_Article:_

## BEGIN

Manu Sporny: And so for example the credential subject type being
recognized issuer verifier you must specify that you must specify a
recognizer but the recognizer you can specify by ID their did web or their
HTTPS URL whatever that's the minimum must everything else potentially is
useful as Phil was saying a legal name is not a huge burden to ask somebody
to do that. But does it drive the algorithm? No, it doesn't. Right? Because
the algorithm just cares about doing a JSON schema match against the
credential that you've gotten in. And the algorithm cares about the
specific issuer URL that it should be looking for. And That's all the
algorithm cares about. Everything else is superfluous because it has to do
with how the list was constructed in the first place, right?

Manu Sporny: it's the evidence that went into creating the verifiable
issuer list. So based on I don't think we have a lot of musts here. we have
a must for the credential subject type which is just from PCs. We have a
must for a recognizer and we have a must for its ID but nothing beyond
that. and then we have a potential must for recognition criteria.
specifically the credential schema that's used against the VC. Those are
the things that drive an algorithm. the list operator name doesn't,…

Phillip Long: I think we can get

Manu Sporny: the list operator address their policy legal notice doesn't.
so on so forth.

Manu Sporny: So I think we can get down to a very concentrated set of must
statements which then drives the test suite and it doesn't make the test
suite this, multi00,000 thing to implement. where we could potentially
reuse a lot of the existing infrastructure that we have and then increase
the chances of us getting this thing like pushed all the way through,…

Manu Sporny: just some thoughts on that. I'm not arguing to remove any of
these things. I'm making an argument to be as absolutely minimal as we can
with the must statements and go from there. That's a

Benjamin Young: Yeah. … definitely in favor of that. I think maybe if this
makes sense, this is kind of what I was thinking in terms of what we would
spell out. if there are musts, where do they come from? Is it regulatory?
Is it processing? Because everything you just described, Manu, is for the
software. which is great. but then the EU politician types are going to be
" when we rifle through your sock drawer and take out all your verifiable
recognition credentials, it better have this data in it or, we're just
going to lock you in prison till you can tell us what website you got this
from." that's where the regulatory style requirements might come from.

## END

_The data:_
## BEGIN

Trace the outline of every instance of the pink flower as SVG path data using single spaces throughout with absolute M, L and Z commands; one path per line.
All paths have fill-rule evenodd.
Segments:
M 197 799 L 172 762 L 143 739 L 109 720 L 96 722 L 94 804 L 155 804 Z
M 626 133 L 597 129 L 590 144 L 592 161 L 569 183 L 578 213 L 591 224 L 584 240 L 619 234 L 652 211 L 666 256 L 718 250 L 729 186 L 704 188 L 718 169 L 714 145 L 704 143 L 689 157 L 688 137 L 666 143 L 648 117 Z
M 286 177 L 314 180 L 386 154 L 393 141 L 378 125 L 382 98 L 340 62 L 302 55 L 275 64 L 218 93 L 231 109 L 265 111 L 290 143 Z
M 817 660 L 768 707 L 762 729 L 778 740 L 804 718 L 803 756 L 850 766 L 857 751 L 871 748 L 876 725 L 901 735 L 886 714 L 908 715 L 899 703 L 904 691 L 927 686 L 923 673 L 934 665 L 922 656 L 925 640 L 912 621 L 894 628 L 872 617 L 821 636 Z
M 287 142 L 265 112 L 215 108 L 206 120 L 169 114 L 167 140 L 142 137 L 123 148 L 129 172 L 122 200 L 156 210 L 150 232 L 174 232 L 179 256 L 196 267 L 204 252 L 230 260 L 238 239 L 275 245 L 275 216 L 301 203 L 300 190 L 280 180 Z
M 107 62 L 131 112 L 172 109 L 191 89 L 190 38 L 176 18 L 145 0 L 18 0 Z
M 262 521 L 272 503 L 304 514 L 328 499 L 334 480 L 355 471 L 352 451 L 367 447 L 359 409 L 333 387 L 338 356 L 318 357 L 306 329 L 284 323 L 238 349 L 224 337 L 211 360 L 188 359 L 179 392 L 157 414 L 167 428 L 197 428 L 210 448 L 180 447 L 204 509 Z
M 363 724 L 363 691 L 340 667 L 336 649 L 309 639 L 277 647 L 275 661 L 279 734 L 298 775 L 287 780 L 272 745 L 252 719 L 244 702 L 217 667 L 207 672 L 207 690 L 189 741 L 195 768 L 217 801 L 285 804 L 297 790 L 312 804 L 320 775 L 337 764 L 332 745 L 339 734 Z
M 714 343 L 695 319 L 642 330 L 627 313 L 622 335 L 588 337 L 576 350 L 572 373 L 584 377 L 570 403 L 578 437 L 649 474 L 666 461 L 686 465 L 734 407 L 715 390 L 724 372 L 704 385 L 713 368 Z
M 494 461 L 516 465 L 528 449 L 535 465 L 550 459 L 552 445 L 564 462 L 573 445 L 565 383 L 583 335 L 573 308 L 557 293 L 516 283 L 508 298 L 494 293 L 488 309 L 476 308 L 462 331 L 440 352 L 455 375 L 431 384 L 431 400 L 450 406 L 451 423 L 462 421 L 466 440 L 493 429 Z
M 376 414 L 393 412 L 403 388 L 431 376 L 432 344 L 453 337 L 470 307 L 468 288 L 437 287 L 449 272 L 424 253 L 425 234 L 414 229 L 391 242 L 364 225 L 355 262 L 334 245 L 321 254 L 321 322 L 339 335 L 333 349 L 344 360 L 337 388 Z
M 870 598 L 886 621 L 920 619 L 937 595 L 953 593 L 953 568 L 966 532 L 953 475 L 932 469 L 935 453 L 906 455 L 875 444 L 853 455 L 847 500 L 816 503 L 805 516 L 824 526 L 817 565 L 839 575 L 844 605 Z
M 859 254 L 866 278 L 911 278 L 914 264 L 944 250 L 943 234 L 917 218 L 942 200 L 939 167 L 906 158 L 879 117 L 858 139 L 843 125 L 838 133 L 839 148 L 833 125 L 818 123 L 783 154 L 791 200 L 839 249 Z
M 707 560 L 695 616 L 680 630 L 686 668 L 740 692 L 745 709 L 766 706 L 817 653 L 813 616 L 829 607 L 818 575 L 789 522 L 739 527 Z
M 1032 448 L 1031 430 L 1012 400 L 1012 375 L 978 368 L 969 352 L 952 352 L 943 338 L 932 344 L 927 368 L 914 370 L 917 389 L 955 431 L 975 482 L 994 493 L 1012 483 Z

## END

_Short exercise A:_ In the meeting transcript, what kind of match does the algorithm perform against the credential it receives?
_Short exercise B:_ Give the lines of the records from the start through the line containing "M 197 799 L", inclusive, as a Markdown table with the columns Row and Line, omitting blank lines.

_Exercise solution A:_ A JSON schema match.

_Exercise solution B:_
| Row | Line |
|---|---|
| 1 | Trace the outline of every instance of the pink flower as SVG path data using single spaces throughout with absolute M, L and Z commands; one path per line. |
| 2 | All paths have fill-rule evenodd. |
| 3 | Segments: |
| 4 | M 197 799 L 172 762 L 143 739 L 109 720 L 96 722 L 94 804 L 155 804 Z |